■ **Что сделать**:
(a) Пожалуйста, перепишите без изменений фрагмент текста о калифорнийской конференции, начиная со слов «С 14 по 16 мая» и заканчивая словами «литературоведы и журналисты.».
(b) Напишите продолжение текста о лос-анджелесской конференции 1981 года, начав сразу после его последнего предложения.

■ **Выбранный отрывок**:

№3, 2013/Публикации. Воспоминания. Сообщения

Из архива Василия Аксенова. Вокруг калифорнийской конференции по русской литературе

Продолжающаяся публикация материалов из архива В. Аксенова на этот раз посвящена переписке, демонстрирующей разногласия и конфликты, существовавшие в русской эмиграции. Вновь печатаемые письма дают документальную картину того, что порой было известно понаслышке и из вторых рук. Сегодня, нам кажется, важно не включиться еще раз в те давние споры, а оценить их с дистанции во времени. С этой целью мы сопровождаем публикацию двумя небольшими статьями — Е. Гофмана и Е. Скарлыгиной.

ИЗ АРХИВА ВАСИЛИЯ АКСЕНОВА1

Вокруг калифорнийской конференции по русской литературе

С 14 по 16 мая 1981 года в Лос-Анджелесе (штат Калифорния) проходила международная конференция «Русская литература в эмиграции», в которой участвовали русские писатели-эмигранты (так называемой третьей волны), а также американские и западноевропейские писатели, литературоведы и журналисты.

Вот их имена:

Василий Аксенов, Юз Алешковский, Дмитрий Бобышев, Деминг Браун, Эдвард Браун, Николай Боков, Томас Венцлова, Владимир Войнович, Джордж Гибиан, Ашбель Грин, Джон Дэнлоп, Д. Бартон Джонсон, Вера Данхем, Сергей Довлатов, Анатолий Гладилин, Роберт Кайзер, Патриция Каден, Наум Коржавин, Илья Левин, Юрий Лехт, Эдуард Лимонов, Ольга Матич, Виктор Некрасов, Эдвард Олби, Виктор Перельман, Карл Проффер, Эллендея Проффер, Мария Розанова, Андрей Синявский, Джеральд Смит, Саша Соколов, Джеффри Хоскинг, Алексей Цветков2.

Программа работы конференции была рассчитана на три дня. На открытии прозвучал доклад известной американской славистки Ольги Матич «Russian Literature in Emigration» («Русская литература в эмиграции»), затем выступил Андрей Синявский с докладом «Две литературы или одна?», открывшим дискуссию первого дня. Темой второго и третьего дней стала связь политики и литературы. В каждый из дней конференции кроме докладов проходили «круглые столы» русских участников конференции3.

■ **Материал**:
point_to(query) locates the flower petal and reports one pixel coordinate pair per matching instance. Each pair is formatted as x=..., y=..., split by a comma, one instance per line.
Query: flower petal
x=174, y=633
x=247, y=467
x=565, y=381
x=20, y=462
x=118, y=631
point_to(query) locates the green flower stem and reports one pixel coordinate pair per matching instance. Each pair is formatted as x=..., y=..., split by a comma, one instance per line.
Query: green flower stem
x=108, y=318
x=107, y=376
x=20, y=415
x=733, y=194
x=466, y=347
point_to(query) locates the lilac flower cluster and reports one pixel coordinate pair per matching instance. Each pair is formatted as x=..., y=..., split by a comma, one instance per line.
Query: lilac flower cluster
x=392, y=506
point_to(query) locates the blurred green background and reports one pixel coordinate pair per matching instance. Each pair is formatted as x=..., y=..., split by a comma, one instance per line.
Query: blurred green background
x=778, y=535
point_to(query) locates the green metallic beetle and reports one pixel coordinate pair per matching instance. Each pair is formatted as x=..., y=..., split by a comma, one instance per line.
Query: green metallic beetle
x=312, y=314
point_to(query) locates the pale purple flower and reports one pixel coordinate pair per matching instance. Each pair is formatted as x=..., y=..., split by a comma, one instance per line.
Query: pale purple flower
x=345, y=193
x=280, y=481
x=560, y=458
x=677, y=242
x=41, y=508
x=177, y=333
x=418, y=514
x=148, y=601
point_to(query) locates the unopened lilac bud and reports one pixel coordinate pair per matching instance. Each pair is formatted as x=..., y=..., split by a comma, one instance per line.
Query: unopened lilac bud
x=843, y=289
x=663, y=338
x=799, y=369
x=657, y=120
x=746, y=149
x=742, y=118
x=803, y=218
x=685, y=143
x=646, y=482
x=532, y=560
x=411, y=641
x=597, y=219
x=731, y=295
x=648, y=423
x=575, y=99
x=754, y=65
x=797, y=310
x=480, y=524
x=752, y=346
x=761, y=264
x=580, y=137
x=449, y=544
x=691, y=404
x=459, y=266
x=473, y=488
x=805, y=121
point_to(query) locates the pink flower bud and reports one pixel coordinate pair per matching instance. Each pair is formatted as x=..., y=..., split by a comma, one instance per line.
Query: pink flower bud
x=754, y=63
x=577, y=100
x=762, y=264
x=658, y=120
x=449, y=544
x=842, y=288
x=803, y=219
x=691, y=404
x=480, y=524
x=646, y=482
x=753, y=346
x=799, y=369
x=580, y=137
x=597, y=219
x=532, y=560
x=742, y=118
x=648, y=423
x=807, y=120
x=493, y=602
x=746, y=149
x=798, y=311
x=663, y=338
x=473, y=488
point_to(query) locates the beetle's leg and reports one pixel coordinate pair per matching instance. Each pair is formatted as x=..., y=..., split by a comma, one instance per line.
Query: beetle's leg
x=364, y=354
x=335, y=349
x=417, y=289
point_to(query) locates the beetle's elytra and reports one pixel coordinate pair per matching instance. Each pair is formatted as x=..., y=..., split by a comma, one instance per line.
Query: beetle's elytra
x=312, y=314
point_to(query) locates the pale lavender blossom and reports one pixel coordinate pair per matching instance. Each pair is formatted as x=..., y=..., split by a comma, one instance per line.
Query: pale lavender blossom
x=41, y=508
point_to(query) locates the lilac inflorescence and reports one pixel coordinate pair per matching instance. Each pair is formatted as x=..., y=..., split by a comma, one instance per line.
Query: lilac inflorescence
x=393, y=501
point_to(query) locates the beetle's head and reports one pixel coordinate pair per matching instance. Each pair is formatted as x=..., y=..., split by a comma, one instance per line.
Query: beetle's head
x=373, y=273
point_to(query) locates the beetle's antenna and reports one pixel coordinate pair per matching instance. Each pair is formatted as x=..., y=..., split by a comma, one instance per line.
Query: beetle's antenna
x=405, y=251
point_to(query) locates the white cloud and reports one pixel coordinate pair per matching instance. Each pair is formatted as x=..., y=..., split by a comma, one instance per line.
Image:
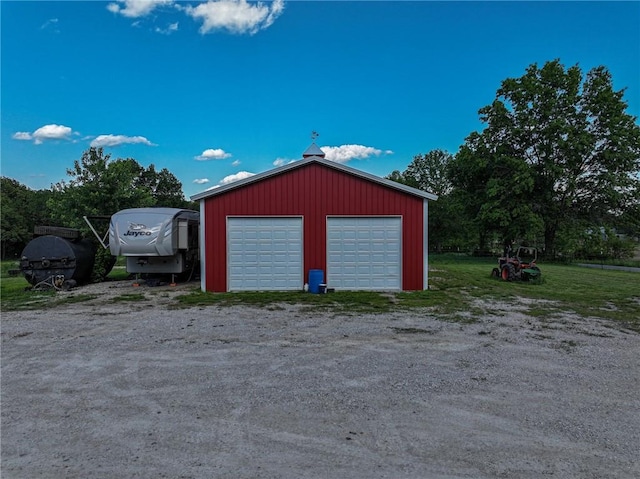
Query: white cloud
x=238, y=176
x=236, y=16
x=115, y=140
x=46, y=132
x=213, y=154
x=136, y=8
x=173, y=27
x=344, y=153
x=22, y=135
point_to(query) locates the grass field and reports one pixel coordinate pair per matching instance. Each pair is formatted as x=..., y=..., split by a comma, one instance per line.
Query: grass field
x=460, y=286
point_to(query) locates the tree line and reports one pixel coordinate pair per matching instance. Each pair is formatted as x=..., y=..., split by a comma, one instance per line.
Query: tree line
x=556, y=166
x=98, y=186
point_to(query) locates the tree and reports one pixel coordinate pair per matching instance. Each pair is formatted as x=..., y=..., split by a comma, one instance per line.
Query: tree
x=559, y=149
x=102, y=187
x=22, y=209
x=429, y=172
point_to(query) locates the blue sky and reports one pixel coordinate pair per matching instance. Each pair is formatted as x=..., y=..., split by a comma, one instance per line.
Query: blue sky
x=218, y=90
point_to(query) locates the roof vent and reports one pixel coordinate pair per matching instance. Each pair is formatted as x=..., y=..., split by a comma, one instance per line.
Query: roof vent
x=313, y=149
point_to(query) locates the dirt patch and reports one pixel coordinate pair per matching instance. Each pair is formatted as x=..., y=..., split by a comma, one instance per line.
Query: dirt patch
x=116, y=388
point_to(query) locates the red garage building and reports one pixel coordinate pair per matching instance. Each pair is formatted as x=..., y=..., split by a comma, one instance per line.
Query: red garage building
x=268, y=231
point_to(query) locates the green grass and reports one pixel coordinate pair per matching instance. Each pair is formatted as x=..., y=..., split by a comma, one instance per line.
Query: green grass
x=461, y=289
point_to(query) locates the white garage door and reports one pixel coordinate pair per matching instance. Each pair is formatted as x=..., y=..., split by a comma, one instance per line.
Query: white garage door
x=364, y=253
x=264, y=254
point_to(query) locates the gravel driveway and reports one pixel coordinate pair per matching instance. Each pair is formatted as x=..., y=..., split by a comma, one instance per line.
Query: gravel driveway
x=135, y=390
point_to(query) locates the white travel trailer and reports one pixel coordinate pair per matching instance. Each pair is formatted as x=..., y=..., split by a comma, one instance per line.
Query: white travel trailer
x=156, y=240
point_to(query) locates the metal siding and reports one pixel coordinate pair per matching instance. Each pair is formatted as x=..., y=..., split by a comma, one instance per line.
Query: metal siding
x=314, y=192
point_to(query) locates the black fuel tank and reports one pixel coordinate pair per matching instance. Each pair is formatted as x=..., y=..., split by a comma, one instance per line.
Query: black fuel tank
x=52, y=258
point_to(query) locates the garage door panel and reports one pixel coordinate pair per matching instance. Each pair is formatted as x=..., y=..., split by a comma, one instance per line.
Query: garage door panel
x=264, y=253
x=364, y=252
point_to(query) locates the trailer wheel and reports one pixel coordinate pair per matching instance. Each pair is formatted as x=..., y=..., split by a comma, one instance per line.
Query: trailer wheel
x=508, y=272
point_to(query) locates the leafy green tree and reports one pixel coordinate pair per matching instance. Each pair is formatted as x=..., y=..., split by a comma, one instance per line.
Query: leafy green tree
x=22, y=209
x=429, y=172
x=559, y=149
x=100, y=186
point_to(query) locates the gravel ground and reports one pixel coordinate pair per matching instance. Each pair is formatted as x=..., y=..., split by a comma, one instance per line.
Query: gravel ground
x=105, y=389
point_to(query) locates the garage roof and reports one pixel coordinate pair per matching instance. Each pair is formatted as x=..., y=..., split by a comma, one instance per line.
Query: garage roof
x=306, y=161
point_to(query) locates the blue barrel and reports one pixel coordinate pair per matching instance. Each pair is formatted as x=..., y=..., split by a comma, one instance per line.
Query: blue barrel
x=316, y=277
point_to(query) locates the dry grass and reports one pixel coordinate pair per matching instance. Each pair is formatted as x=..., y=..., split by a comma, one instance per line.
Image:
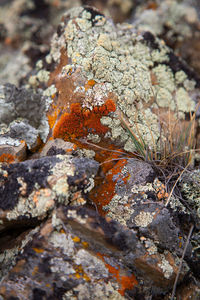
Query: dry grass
x=174, y=153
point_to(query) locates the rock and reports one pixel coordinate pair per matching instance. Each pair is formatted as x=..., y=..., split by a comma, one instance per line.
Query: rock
x=177, y=23
x=74, y=249
x=30, y=190
x=107, y=117
x=57, y=146
x=106, y=78
x=19, y=123
x=10, y=154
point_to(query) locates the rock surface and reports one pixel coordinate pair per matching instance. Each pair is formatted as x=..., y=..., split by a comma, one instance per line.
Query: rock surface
x=99, y=180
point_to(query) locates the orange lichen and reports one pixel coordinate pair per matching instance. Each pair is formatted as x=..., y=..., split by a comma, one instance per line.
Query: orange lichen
x=80, y=273
x=76, y=239
x=85, y=244
x=35, y=270
x=53, y=117
x=103, y=192
x=38, y=250
x=126, y=281
x=90, y=84
x=79, y=122
x=7, y=158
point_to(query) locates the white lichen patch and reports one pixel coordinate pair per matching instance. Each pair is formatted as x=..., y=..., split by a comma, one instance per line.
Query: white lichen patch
x=118, y=210
x=63, y=241
x=166, y=267
x=92, y=266
x=74, y=215
x=121, y=61
x=37, y=204
x=62, y=267
x=143, y=219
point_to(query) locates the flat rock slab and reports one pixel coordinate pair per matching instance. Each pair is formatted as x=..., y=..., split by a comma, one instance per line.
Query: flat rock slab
x=31, y=189
x=77, y=252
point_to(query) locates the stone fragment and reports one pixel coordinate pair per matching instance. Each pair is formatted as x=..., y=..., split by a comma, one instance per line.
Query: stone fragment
x=105, y=76
x=10, y=154
x=57, y=146
x=58, y=263
x=74, y=249
x=22, y=116
x=177, y=23
x=30, y=190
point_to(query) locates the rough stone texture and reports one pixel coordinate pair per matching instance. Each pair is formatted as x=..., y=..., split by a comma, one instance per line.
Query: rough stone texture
x=19, y=123
x=101, y=90
x=104, y=73
x=32, y=188
x=176, y=22
x=75, y=248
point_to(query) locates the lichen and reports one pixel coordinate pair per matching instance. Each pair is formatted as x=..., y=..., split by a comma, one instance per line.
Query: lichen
x=101, y=58
x=166, y=267
x=143, y=219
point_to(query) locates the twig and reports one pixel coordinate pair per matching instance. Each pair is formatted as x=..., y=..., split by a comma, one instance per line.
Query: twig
x=181, y=263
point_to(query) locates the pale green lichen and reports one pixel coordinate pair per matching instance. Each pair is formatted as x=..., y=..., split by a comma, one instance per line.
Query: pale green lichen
x=121, y=61
x=166, y=267
x=37, y=205
x=9, y=256
x=143, y=219
x=177, y=17
x=118, y=210
x=63, y=241
x=93, y=266
x=190, y=187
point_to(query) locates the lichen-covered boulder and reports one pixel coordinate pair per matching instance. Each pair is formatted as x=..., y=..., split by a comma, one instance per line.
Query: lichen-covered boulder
x=22, y=116
x=99, y=73
x=78, y=253
x=30, y=190
x=176, y=22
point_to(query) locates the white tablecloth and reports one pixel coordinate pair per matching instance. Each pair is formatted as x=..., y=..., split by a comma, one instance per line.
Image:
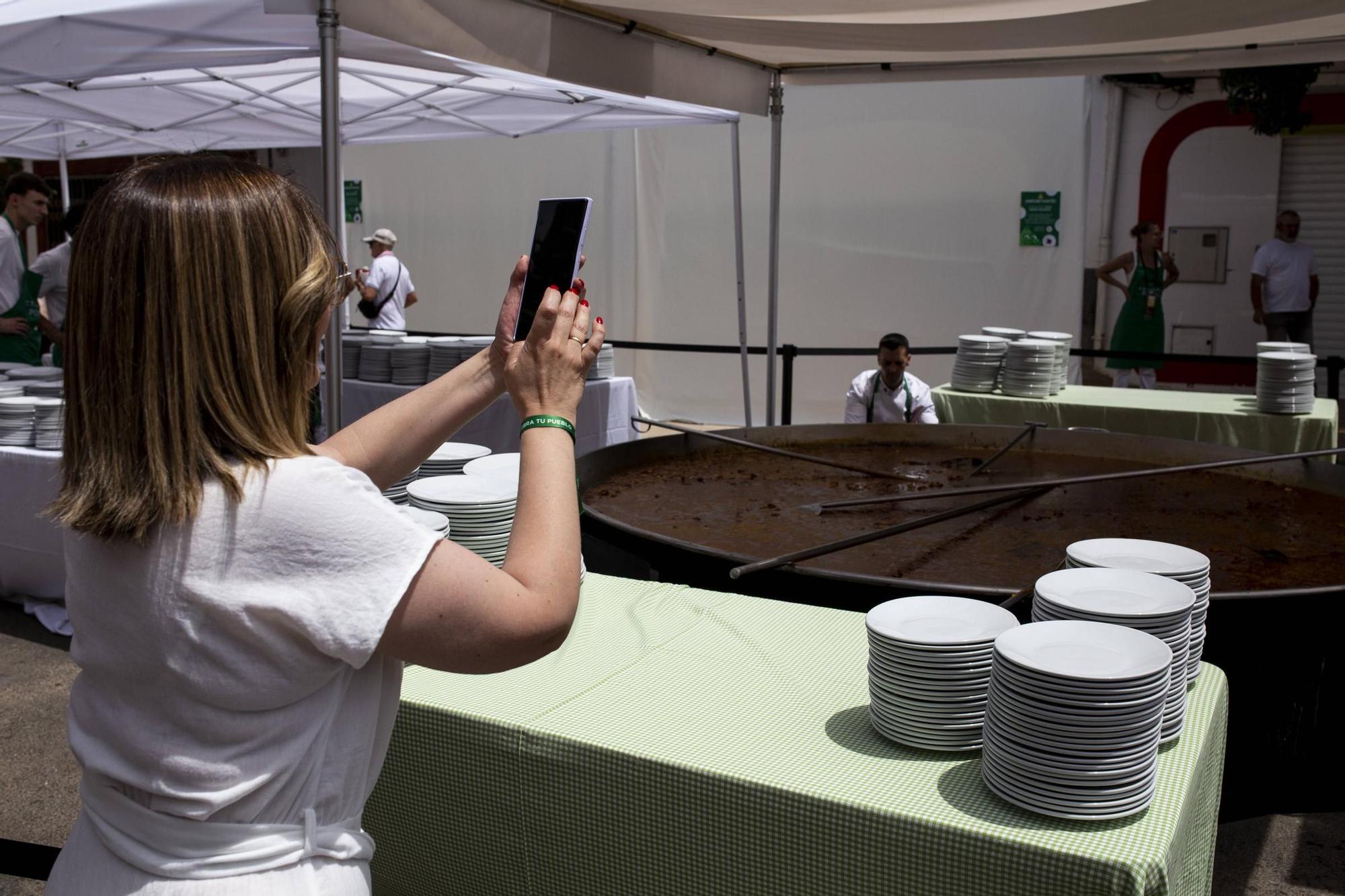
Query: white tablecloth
x=32, y=553
x=605, y=413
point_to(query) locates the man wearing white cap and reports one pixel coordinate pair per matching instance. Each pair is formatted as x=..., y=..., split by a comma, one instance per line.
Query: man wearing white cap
x=387, y=286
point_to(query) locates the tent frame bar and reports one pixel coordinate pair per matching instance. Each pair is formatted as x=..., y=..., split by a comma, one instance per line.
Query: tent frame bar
x=329, y=37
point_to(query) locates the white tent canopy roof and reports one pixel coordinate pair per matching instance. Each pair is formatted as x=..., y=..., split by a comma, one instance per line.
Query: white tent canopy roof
x=278, y=104
x=824, y=41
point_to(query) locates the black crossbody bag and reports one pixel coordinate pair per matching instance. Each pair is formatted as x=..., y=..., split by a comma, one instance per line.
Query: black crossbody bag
x=369, y=309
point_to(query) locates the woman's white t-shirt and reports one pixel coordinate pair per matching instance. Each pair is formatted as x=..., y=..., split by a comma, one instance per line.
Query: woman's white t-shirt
x=228, y=669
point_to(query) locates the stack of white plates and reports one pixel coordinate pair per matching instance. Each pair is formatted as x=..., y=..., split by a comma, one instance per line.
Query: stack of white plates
x=1182, y=564
x=1301, y=348
x=434, y=521
x=1031, y=369
x=605, y=366
x=501, y=466
x=350, y=348
x=376, y=362
x=17, y=420
x=1286, y=382
x=481, y=510
x=930, y=667
x=36, y=373
x=1063, y=342
x=1153, y=604
x=411, y=364
x=49, y=423
x=1074, y=719
x=397, y=491
x=978, y=362
x=45, y=388
x=504, y=467
x=450, y=458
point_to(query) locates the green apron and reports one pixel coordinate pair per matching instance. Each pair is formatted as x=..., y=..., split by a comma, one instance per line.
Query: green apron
x=1135, y=331
x=26, y=349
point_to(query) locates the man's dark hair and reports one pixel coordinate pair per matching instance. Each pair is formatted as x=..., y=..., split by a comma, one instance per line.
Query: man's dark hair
x=72, y=218
x=895, y=341
x=25, y=182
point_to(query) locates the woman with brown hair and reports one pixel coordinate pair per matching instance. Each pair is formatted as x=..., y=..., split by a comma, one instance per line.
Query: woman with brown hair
x=244, y=602
x=1140, y=326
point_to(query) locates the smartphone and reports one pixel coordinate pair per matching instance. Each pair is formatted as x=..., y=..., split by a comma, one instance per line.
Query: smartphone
x=555, y=260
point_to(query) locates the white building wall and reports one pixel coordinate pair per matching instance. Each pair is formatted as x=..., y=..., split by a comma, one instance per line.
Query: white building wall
x=1219, y=177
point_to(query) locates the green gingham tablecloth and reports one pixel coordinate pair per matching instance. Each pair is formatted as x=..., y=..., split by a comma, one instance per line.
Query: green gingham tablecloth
x=1199, y=416
x=691, y=741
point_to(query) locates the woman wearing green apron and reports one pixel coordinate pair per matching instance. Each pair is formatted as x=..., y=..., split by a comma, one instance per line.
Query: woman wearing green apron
x=1140, y=326
x=22, y=343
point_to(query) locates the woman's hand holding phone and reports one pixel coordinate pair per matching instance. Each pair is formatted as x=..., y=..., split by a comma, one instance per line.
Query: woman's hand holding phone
x=508, y=321
x=545, y=373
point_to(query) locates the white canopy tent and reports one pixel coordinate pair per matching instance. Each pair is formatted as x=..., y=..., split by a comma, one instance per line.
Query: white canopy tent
x=751, y=49
x=735, y=54
x=102, y=96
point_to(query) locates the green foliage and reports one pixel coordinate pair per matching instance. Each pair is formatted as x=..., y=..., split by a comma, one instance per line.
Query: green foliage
x=1273, y=95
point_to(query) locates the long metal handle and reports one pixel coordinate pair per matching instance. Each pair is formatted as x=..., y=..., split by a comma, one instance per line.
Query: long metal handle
x=1077, y=481
x=1032, y=425
x=832, y=546
x=782, y=452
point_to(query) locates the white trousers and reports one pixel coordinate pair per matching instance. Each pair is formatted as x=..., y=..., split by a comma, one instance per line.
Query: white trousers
x=1148, y=378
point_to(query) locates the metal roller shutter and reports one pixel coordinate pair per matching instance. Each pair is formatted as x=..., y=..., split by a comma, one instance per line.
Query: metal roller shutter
x=1312, y=182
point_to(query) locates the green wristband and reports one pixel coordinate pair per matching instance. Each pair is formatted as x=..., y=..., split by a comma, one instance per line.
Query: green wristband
x=547, y=420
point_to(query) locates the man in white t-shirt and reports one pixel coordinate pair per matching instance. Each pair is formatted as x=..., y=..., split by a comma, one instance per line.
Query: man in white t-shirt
x=1285, y=284
x=387, y=283
x=890, y=393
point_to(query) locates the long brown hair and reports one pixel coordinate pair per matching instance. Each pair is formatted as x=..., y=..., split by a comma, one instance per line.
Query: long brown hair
x=197, y=287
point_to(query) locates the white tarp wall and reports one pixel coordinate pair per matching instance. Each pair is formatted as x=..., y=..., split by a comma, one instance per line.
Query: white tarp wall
x=899, y=212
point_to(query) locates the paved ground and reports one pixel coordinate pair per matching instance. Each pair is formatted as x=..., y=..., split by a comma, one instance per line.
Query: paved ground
x=1272, y=856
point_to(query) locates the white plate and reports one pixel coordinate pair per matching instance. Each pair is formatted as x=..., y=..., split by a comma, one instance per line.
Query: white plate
x=939, y=622
x=1117, y=592
x=1082, y=790
x=1070, y=798
x=1063, y=766
x=1085, y=650
x=461, y=451
x=1140, y=555
x=505, y=464
x=1066, y=697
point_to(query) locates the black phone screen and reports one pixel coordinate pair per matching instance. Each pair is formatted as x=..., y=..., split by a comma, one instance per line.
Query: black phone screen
x=558, y=243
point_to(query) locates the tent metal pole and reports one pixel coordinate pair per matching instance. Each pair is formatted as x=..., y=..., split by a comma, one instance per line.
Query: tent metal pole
x=329, y=24
x=63, y=167
x=738, y=252
x=774, y=274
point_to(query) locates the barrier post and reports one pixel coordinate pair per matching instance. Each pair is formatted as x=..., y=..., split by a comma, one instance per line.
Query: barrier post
x=789, y=353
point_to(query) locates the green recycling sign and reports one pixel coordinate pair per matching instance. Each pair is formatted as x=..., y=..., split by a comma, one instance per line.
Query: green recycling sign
x=1039, y=218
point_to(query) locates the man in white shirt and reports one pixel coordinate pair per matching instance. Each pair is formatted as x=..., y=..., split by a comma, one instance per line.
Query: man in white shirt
x=387, y=283
x=1285, y=284
x=890, y=393
x=25, y=206
x=54, y=267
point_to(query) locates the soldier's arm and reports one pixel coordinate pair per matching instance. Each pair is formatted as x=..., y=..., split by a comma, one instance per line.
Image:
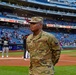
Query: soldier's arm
x=56, y=50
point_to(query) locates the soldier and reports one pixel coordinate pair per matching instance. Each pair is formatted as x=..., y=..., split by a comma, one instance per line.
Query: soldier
x=5, y=44
x=43, y=47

■ **Ответы**:
(a)
С 14 по 16 мая 1981 года в Лос-Анджелесе (штат Калифорния) проходила международная конференция «Русская литература в эмиграции», в которой участвовали русские писатели-эмигранты (так называемой третьей волны), а также американские и западноевропейские писатели, литературоведы и журналисты.

(b)
В перечне участников обращает на себя внимание отсутствие таких крупных фигур эмиграции, как Александр Солженицын, Владимир Максимов, Иосиф Бродский. И это не случайно, это следствие той разобщенности и даже вражды, которая буквально раздирала русскую литературную эмиграцию третьей волны на отдельные группировки и компании.

Так, главный редактор «Континента» Владимир Максимов отказался приехать на конференцию из-за того, что организаторы ее уделили, по его мнению, слишком большое внимание Андрею Синявскому. В письме Василию Аксенову от 4 апреля 1981 года, сетуя на это, он писал: «Выступлением Синявского открывается конференция, а затем о нем же следует целый доклад. Мало того, в списке участников дискуссии числится и его жена (почему и не твоя, и не моя, и не Войновича?)». Отношения его с Синявским были уже достаточно напряженными, хотя первоначально предполагалось, что оба они будут соредакторами «Континента». Но Синявский потребовал, чтобы в состав редколлегии была введена и его жена, М. Розанова, с чем Максимов был категорически не согласен. Это и послужило причиной разрыва отношений между ними. В результате Андрей Синявский и Мария Розанова создали свой собственный журнал «Синтаксис», который сразу же занял враждебную по отношению к «Континенту» позицию.

Молодые писатели (в частности, Эдуард Лимонов и Саша Соколов) с недоверием относились к вкусившим славы на родине Василию Аксенову, Науму Коржавину, тому же Владимиру Максимову.

Главный редактор газеты «Новое русское слово» Андрей Седых предпринимал откровенно враждебные действия по отношению к газете «Новый американец» Сергея Довлатова, видя в нем конкурента, который может отобрать у него читателя.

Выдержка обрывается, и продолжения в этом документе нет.